→ **The problem**: Rewrite the part of the artist profile below that opens with the words containing "For example, in" and closes with "object and art.", changing "vintage items" to "secondhand goods".

→ **Excerpted passage**:
Eum Kixung (b. 1988) has developed a sculptural practice that translates the inner states revealed when personal memories and sensory experiences collide with physical boundaries into a distinct visual language.
 
In particular, he explores the sensations and traces left behind among objects and places that have been excluded, abandoned, or are disappearing within imperfect spaces—such as redevelopment zones, sites awaiting demolition, old urban districts, and marginal areas of the city. Through processes of deconstruction and restoration, he investigates what remains in the wake of transformation and loss.


Eum Kixung, Collected Story Pieces - The Chuncheon Tea Room Network, 2024, Ceramics, 46x34x49cm © Eum Kixung

Eum’s practice begins with the act of collecting imperfect images. Drawing from the incomplete impressions he encounters in everyday life—things he feels, experiences, sees, and hears—he combines them with his own sensibility to develop sculptural works.
 
For example, in his early works, Eum collected discarded objects and vintage items and incorporated his background in ceramics to transform them into new artworks. Through this process, he explored the boundaries between past and present, the discarded and the new, and object and art.

Dataset records
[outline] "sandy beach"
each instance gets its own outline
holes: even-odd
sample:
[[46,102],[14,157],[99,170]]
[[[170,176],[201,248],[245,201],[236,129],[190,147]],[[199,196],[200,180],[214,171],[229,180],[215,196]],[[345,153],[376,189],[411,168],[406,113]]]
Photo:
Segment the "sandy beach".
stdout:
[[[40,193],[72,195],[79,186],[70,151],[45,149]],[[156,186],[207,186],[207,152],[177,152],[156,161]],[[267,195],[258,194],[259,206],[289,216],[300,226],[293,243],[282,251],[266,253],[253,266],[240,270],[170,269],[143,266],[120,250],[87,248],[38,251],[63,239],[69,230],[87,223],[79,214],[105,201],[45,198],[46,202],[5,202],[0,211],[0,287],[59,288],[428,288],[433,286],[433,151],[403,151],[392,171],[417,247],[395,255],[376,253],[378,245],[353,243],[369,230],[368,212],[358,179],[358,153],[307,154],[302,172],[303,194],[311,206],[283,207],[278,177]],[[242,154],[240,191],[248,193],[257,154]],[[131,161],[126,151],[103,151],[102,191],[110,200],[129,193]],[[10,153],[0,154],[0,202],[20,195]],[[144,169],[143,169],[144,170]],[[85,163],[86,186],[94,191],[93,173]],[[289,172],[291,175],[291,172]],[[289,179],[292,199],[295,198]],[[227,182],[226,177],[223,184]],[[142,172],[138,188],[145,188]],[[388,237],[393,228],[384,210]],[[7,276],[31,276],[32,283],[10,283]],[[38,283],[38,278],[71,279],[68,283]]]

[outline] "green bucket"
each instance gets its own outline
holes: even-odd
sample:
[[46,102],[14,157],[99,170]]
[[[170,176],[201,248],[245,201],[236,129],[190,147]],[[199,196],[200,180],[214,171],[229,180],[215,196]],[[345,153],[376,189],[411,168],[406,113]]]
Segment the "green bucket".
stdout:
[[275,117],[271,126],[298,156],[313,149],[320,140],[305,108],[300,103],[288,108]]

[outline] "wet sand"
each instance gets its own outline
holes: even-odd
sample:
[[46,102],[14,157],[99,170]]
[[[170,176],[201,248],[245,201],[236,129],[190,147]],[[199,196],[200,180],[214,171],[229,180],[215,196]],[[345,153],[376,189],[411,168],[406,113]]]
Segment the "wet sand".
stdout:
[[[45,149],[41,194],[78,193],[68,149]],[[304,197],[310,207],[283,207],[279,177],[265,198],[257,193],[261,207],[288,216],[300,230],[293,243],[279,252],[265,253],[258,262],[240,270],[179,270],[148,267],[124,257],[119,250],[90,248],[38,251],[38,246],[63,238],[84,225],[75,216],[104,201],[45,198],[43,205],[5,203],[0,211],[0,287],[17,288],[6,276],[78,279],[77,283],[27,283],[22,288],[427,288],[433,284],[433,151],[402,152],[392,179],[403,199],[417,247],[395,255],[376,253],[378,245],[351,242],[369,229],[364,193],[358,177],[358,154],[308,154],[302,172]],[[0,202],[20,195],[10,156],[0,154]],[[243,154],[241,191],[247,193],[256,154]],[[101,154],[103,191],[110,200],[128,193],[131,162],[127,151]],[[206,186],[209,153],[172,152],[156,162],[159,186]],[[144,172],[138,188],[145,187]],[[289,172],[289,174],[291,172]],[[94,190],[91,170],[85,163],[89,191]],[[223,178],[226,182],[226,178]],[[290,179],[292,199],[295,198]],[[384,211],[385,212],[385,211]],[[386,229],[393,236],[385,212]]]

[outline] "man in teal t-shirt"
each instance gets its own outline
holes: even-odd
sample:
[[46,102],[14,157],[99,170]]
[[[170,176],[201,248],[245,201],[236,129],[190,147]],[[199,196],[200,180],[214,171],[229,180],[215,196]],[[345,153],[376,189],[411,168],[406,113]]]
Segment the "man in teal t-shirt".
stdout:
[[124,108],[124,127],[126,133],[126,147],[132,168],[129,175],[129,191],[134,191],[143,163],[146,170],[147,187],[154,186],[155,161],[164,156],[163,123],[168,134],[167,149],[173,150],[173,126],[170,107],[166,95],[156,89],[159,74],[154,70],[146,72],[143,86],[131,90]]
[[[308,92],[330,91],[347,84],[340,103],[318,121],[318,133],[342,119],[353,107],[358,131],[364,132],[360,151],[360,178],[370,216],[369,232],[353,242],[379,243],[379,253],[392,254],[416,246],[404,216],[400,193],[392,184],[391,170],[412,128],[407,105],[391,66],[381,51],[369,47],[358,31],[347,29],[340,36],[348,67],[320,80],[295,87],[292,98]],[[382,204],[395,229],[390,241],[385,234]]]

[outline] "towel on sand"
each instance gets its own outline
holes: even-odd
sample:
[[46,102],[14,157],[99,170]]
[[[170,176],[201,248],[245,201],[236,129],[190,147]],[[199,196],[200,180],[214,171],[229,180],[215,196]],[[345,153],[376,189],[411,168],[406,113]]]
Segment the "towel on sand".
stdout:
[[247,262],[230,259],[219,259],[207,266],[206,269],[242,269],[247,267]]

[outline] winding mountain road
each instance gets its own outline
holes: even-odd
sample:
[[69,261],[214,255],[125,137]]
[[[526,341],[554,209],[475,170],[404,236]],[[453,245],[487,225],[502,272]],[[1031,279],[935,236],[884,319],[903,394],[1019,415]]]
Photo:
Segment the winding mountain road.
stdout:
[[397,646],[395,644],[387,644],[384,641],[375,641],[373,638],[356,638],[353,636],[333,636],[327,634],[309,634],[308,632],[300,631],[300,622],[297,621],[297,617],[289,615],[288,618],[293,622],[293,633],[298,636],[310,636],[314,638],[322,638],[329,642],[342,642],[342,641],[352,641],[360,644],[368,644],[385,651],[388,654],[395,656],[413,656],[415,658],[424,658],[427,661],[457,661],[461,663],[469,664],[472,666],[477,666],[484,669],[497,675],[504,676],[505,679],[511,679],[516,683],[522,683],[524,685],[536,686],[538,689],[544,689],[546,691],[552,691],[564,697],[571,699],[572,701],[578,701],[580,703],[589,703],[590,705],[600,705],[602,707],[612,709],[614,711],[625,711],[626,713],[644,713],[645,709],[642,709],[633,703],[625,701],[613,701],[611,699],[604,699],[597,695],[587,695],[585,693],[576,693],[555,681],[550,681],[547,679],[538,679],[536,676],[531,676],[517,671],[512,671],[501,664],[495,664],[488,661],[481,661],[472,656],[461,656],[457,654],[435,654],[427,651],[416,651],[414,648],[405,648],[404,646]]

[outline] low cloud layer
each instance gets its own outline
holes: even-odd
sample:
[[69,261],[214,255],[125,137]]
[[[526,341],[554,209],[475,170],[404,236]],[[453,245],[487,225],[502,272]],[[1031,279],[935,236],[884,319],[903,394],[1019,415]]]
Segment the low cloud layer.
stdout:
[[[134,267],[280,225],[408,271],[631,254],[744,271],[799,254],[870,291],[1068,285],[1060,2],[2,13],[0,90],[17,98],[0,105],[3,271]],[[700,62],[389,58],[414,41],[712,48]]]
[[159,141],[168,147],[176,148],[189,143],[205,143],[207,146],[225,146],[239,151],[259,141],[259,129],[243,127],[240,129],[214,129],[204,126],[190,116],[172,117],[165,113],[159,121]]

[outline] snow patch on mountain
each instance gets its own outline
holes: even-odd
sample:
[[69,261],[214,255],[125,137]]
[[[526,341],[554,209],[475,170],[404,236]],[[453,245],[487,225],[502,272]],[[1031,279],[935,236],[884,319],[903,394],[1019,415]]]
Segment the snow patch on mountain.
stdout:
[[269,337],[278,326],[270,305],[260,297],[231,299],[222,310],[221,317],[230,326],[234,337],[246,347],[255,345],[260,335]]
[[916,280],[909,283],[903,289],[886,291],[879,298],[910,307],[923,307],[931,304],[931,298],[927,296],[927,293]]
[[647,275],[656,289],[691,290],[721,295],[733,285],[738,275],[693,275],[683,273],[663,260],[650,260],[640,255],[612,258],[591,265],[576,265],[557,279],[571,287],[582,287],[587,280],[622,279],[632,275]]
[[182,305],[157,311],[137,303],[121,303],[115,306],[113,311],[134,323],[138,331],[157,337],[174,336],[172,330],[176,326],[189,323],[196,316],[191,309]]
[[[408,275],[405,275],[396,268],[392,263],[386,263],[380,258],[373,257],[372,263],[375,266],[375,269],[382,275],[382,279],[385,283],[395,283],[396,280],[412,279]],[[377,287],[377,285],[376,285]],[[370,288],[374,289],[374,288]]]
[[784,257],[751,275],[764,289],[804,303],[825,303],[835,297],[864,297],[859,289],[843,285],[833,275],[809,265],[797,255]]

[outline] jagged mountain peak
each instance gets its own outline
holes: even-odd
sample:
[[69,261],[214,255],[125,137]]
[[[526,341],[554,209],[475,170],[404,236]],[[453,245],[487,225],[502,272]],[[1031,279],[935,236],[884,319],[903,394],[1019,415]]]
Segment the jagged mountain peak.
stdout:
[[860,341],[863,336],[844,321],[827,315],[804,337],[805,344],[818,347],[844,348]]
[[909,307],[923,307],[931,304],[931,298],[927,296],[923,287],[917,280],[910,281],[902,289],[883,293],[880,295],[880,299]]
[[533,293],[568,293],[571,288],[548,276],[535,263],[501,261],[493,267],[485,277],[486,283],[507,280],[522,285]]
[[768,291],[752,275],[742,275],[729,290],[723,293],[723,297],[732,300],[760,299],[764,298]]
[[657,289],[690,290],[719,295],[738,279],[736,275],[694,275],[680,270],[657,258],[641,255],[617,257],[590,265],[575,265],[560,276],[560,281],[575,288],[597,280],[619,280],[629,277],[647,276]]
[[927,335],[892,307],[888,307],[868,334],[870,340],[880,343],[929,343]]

→ **Task response**:
For example, in his early works, Eum collected discarded objects and secondhand goods and incorporated his background in ceramics to transform them into new artworks. Through this process, he explored the boundaries between past and present, the discarded and the new, and object and art.